_What you should do_
Pull out each line of the records that contains the string "face". Count only matches with the same upper and lower case.

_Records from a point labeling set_
┄┄┄┄┄┄

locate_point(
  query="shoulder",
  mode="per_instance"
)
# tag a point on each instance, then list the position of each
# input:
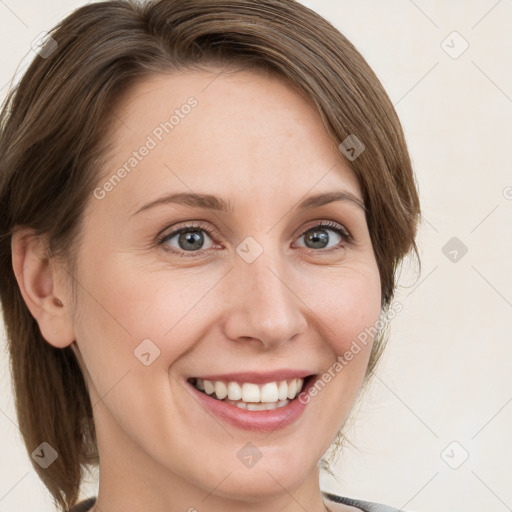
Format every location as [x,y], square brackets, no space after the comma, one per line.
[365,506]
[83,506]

┄┄┄┄┄┄

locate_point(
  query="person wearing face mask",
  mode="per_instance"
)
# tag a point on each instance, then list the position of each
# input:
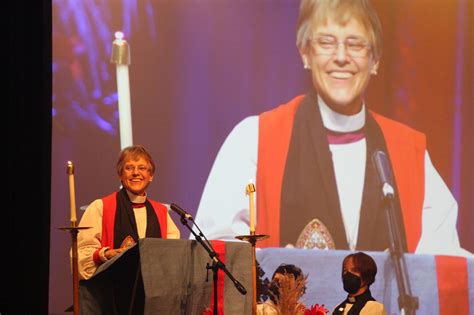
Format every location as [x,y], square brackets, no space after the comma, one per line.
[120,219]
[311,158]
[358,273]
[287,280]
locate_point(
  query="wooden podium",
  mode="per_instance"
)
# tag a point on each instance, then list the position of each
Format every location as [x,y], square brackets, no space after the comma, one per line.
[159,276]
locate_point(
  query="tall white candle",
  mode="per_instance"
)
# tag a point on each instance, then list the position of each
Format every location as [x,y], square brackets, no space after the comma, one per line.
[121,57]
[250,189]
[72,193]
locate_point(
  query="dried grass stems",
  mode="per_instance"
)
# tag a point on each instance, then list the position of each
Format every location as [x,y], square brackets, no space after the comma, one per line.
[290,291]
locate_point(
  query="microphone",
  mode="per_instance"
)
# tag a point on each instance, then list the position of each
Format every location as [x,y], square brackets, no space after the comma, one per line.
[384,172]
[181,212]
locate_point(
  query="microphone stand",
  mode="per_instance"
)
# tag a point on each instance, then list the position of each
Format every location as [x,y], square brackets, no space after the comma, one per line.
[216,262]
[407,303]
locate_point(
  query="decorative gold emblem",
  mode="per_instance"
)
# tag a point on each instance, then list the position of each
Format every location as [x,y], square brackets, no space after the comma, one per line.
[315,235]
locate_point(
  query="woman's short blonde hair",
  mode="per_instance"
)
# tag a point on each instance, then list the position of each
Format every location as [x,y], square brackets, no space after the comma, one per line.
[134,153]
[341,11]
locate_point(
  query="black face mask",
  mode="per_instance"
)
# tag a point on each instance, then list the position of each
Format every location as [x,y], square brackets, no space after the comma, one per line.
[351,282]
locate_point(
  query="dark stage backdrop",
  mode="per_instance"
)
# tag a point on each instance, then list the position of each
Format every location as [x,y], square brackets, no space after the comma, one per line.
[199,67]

┄┄┄┄┄┄

_Task response_
  query="person wearing face mask",
  query="black face mask",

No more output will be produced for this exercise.